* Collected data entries
————————

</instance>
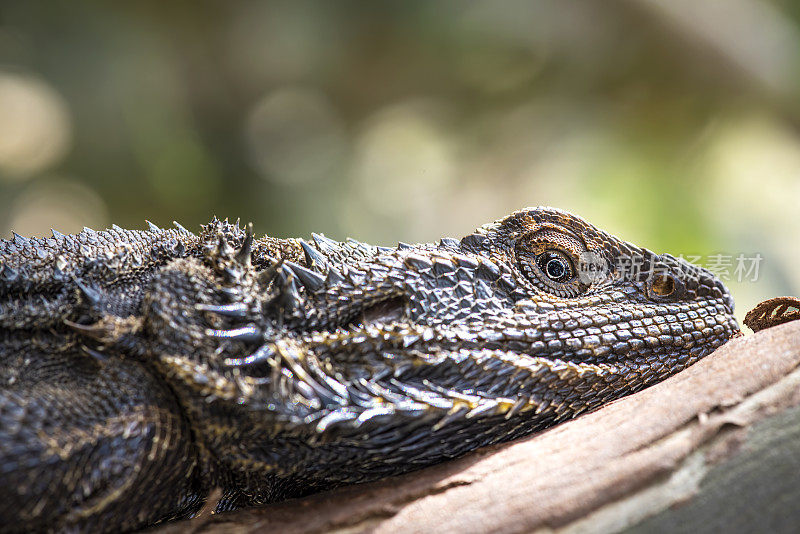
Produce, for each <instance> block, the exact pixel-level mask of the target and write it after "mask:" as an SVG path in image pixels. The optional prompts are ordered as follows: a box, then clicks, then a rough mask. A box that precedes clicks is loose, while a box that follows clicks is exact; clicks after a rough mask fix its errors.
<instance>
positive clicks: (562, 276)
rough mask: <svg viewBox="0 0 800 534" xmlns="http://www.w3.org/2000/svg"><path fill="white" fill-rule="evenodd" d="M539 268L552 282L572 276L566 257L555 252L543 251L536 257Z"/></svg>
mask: <svg viewBox="0 0 800 534" xmlns="http://www.w3.org/2000/svg"><path fill="white" fill-rule="evenodd" d="M537 263H538V265H539V269H541V270H542V272H543V273H544V274H545V276H547V277H548V278H549V279H550V280H552V281H553V282H565V281H567V280H568V279H569V278H571V277H572V272H571V265H570V263H569V262H568V260H567V259H565V258H563V257H562V256H561V255H560V254H557V253H555V252H545V253H544V254H540V255H539V257H538V258H537Z"/></svg>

————————

* REQUIREMENT
Express the items from the start through the line that contains "positive clicks: (562, 276)" as a Markdown table with the columns Row and Line text, one numbered row per line and blank lines skipped. Leave the pictures out of the table.

* EXPECTED OUTPUT
| Row | Line text |
|---|---|
| 1 | </instance> |
| 2 | Produce, for each <instance> block, the exact pixel-level mask of the target and write it after "mask:" as an SVG path in image pixels. The optional prompts are ordered as follows: a box, then clicks, then a rough mask. A box that precedes clicks is loose, while a box that follows clicks is exact; clicks after a rough mask fix its errors. |
| 3 | <instance> |
| 4 | positive clicks: (562, 276) |